Tudo isso explica por que em nível mundial 55% da conta de energia digital vem do seu uso. Esse consumo associado ao uso é dividido igualmente entre os centros de dados (19%), a rede (16%) e o carregamento dos próprios terminais (20%), sejam smartphones, computadores ou televisores conectados.
No entanto, tanto os operadores de rede, como os provedores de acesso à internet, a exemplo da Orange, Bouygues ou SFR (Sociedade Francesa de Radiotelefonia), ou mesmo esses gestores de centros de dados que são os provedores de conteúdo como Netflix, Google ou Facebook, todos procuram a todo custo combater “o risco de latência” para o usuário. Isto é, o tempo que os dados levam para carregar e, portanto, a página da web ou o vídeo a ser exibido em nossos terminais. Para conseguir isso e poder responder a qualquer momento a uma demanda muito alta, eles inflam exageradamente a sua infraestrutura. “As infraestruturas são muito grandes, seja pelo número de servidores nos centros de dados ou pela largura da banda das redes de comunicação”, resume Laurent Lefèvre, do Inria.
Em consequência, muitas dessas máquinas funcionam continuamente a toda velocidade mesmo quando são pouco ou nada utilizadas. “Porque, mesmo que um servidor não seja usado, ele consumirá em energia o equivalente a 50% de seu consumo no momento de pico de atividade, observa Laurent Lefèvre. Além disso, alguns equipamentos de rede têm uma carga elétrica constante, independentemente de seu uso”.
O modem é um exemplo perfeito. Pelo fato de muitos deles não serem equipados com um simples botão liga/desliga, eles operam 24 horas por dia, mesmo quando são usados apenas uma parte do dia. Essa hiperdisponibilidade dos equipamentos também se reflete na falta de adaptação da rede aos ciclos de consumo, “embora possa haver uma sazonalidade em certos usos digitais, entre o dia e a noite, a semana e o final de semana”, acrescenta Laurent Lefèvre.
De fato, o digital foi construído com o desejo de oferecer um serviço cada vez mais eficiente e rápido, mas com muito pouca ou nenhuma consideração de seu peso energético e ambiental. “Do lado dos fornecedores, ninguém realmente agiu sobre a necessidade de projetar limites físicos para a economia digital”, disse Hugues Ferrebœuf, gerente de projetos digitais do The Shift Project. Ao mesmo tempo, o setor tem sido alimentado por ganhos constantes em eficiência energética. E para uma mesma ação, é preciso hoje uma quantidade de energia bem menor do que ontem.
Ou seja, dá para baixar o consumo de energia? Não, porque você precisa confiar no poder dos “efeitos rebote”, que são muito importantes no universo digital. De fato, assim que se torna mais barato energética e economicamente realizar uma determinada ação, a lógica seria que o consumo de energia diminua. Porém, acontece o contrário: por ser mais barato, intensificamos os usos! “Entre 2014 e 2018, para um mesmo dado transportado na rede móvel, conseguimos mobilizar cinco vezes menos energia, mas ao mesmo tempo transportamos sete vezes mais dados”, explica Marc Blanchet, diretor técnico e do sistema de informação da Orange. Fazer um uso mais eficiente em termos de energia não leva automaticamente a menos consumo, mas o contrário.

Tarefa A: Reproduza sem alterações as linhas dos registros que começam na linha que contém "Objective — for every instance of the crumpled" e terminam na linha que contém "[[4, 87], [18, 57], [52, 150], [20, 42], [64, 106]]", incluindo as duas.

Material de entrada:
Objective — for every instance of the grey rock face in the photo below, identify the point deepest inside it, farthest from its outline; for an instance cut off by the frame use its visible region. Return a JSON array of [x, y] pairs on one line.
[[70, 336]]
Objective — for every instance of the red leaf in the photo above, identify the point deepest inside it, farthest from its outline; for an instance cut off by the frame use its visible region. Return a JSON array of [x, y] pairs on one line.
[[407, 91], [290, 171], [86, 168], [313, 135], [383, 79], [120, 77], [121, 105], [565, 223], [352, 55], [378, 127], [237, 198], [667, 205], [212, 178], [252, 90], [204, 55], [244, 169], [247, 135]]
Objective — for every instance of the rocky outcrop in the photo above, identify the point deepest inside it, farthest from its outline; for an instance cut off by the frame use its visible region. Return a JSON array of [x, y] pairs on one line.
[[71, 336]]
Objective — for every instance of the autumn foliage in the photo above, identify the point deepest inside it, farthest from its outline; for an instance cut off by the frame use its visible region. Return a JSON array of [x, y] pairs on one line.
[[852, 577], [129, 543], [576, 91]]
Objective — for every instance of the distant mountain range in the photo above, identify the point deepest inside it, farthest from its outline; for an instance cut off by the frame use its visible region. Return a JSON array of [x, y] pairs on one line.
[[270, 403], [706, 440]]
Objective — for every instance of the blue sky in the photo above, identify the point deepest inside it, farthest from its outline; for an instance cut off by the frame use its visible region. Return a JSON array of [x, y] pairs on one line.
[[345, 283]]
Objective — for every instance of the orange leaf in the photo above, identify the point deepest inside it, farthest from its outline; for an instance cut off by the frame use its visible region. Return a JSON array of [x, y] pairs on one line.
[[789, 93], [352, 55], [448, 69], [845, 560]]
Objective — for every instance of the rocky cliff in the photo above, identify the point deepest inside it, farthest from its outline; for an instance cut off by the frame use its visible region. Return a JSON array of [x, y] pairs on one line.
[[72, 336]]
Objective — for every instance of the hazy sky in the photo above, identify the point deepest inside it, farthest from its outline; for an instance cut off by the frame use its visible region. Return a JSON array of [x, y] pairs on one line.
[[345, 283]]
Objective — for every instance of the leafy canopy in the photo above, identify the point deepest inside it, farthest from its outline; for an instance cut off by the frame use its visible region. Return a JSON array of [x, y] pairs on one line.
--
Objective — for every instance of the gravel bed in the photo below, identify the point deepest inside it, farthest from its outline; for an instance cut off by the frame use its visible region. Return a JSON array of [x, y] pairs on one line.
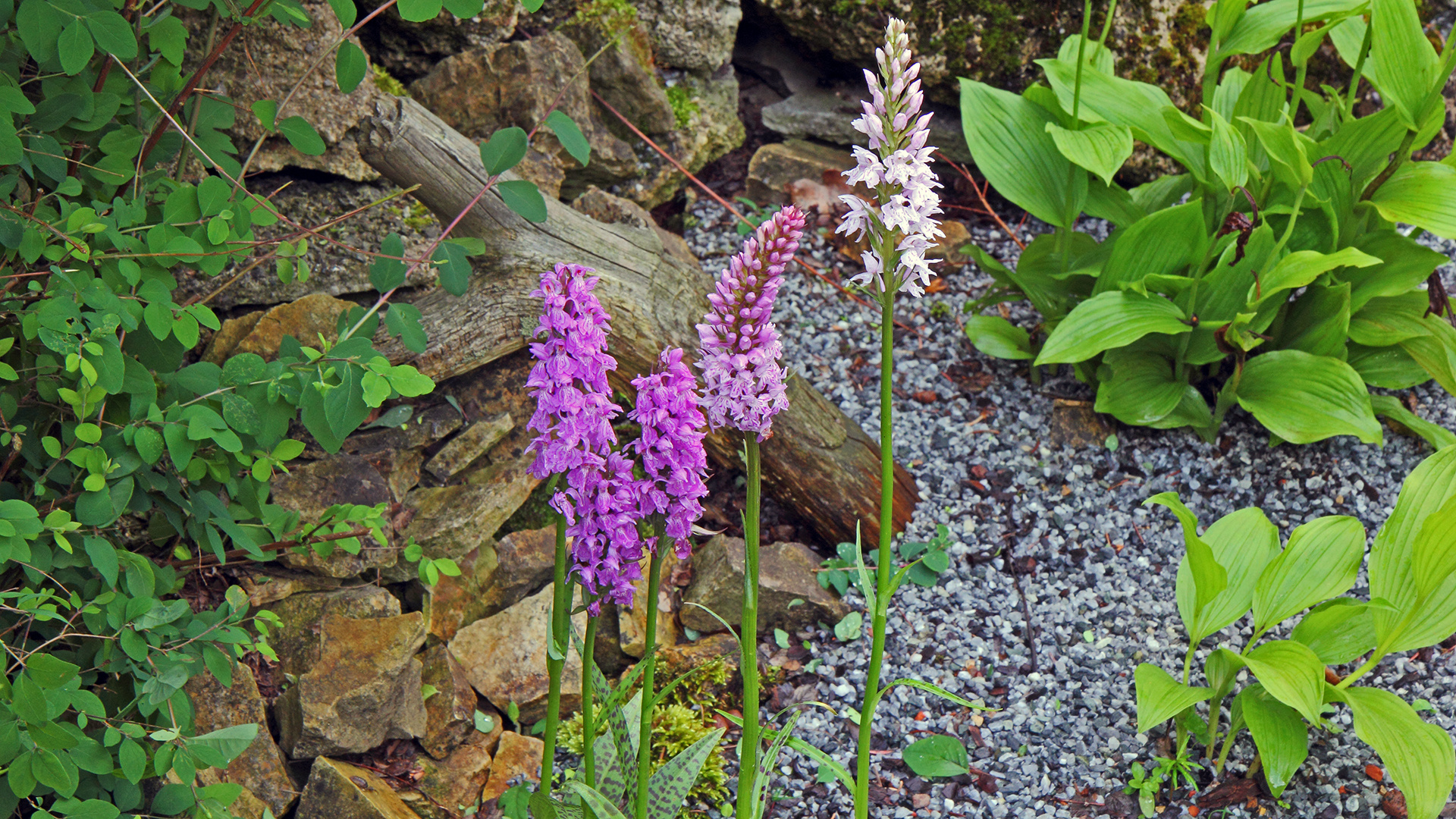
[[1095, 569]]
--
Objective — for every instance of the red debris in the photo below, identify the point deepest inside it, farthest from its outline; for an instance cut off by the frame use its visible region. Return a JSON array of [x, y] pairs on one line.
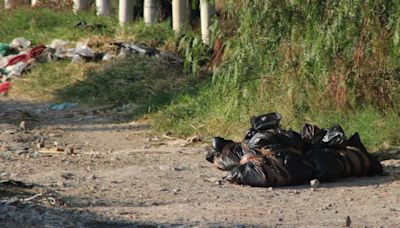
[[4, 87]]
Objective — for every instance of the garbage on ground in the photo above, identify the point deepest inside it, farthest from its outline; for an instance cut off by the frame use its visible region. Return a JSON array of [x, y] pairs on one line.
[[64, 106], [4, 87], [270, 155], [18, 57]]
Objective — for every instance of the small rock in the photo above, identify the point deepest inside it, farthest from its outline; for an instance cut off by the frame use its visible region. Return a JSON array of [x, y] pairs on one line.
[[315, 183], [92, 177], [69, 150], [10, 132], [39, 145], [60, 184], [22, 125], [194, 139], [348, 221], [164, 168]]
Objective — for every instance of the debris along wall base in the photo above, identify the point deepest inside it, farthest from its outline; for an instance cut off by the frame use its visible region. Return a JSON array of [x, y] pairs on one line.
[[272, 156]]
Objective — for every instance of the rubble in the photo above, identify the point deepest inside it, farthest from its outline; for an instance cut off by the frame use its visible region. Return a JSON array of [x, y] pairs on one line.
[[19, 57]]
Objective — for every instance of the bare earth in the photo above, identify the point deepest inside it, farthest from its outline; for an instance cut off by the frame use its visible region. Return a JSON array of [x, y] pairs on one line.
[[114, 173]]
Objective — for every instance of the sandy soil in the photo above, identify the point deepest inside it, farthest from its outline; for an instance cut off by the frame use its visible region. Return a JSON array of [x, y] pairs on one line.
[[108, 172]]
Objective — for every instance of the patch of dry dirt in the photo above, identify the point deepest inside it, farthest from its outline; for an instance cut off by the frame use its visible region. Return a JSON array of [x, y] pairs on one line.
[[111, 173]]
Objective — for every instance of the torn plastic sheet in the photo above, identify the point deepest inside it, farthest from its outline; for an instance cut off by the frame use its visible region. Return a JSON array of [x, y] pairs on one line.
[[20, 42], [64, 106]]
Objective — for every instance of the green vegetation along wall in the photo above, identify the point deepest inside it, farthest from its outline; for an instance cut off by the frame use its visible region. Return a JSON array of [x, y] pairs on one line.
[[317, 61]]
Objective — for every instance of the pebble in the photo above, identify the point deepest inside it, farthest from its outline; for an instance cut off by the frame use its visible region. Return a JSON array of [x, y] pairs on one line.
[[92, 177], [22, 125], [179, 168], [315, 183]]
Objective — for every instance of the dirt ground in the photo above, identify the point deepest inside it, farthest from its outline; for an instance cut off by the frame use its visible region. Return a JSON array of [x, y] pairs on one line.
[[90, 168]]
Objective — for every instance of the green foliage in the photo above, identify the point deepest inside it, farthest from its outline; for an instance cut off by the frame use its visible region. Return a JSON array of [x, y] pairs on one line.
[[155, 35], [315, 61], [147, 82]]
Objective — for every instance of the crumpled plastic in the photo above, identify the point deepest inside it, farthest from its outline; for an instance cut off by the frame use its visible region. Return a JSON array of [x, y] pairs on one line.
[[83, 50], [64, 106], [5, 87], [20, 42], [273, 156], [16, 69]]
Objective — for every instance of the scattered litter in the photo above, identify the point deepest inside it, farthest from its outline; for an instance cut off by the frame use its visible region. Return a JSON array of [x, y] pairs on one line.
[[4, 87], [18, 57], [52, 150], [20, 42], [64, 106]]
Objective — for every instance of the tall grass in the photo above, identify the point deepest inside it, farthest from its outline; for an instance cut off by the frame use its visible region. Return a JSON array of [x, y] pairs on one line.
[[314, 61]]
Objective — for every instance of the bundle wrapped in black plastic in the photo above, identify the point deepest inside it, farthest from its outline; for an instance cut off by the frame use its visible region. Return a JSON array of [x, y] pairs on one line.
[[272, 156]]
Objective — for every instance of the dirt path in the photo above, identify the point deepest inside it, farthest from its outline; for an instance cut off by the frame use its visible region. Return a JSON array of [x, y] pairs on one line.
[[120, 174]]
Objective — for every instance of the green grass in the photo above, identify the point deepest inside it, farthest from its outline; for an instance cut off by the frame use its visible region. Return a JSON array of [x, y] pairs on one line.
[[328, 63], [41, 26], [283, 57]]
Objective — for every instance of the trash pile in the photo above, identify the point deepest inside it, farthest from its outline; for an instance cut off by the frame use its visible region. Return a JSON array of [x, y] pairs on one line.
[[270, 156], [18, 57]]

Tarefa B: Diga se cada afirmação abaixo concorda com o texto sobre o consumo de energia digital. Responda sim ou não e cite as palavras decisivas do texto. (i) Os centros de dados respondem por 19% do consumo associado ao uso. (ii) Um servidor que não está sendo usado não consome energia. (iii) Entre 2014 e 2018, a rede móvel passou a transportar sete vezes mais dados.

Resposta A:
Objective — for every instance of the crumpled plastic in the photo above, identify the point deepest inside it, farthest from its outline; for an instance cut off by the frame use its visible region. Return a JSON array of [x, y] pairs on one line.
[[83, 50], [64, 106], [5, 87], [20, 42], [273, 156], [16, 69]]
Objective — for every instance of the scattered litter in the photo above, identify the point deepest inside it, farthest from its outline; for an instance cut off by the frame use its visible region. Return a JSON array of [x, y] pairs on one line.
[[4, 87], [18, 57], [52, 150], [20, 42], [64, 106]]

Resposta B:
(i) Sim: "os centros de dados (19%)".
(ii) Não: "mesmo que um servidor não seja usado, ele consumirá em energia o equivalente a 50% de seu consumo no momento de pico de atividade".
(iii) Sim: "ao mesmo tempo transportamos sete vezes mais dados".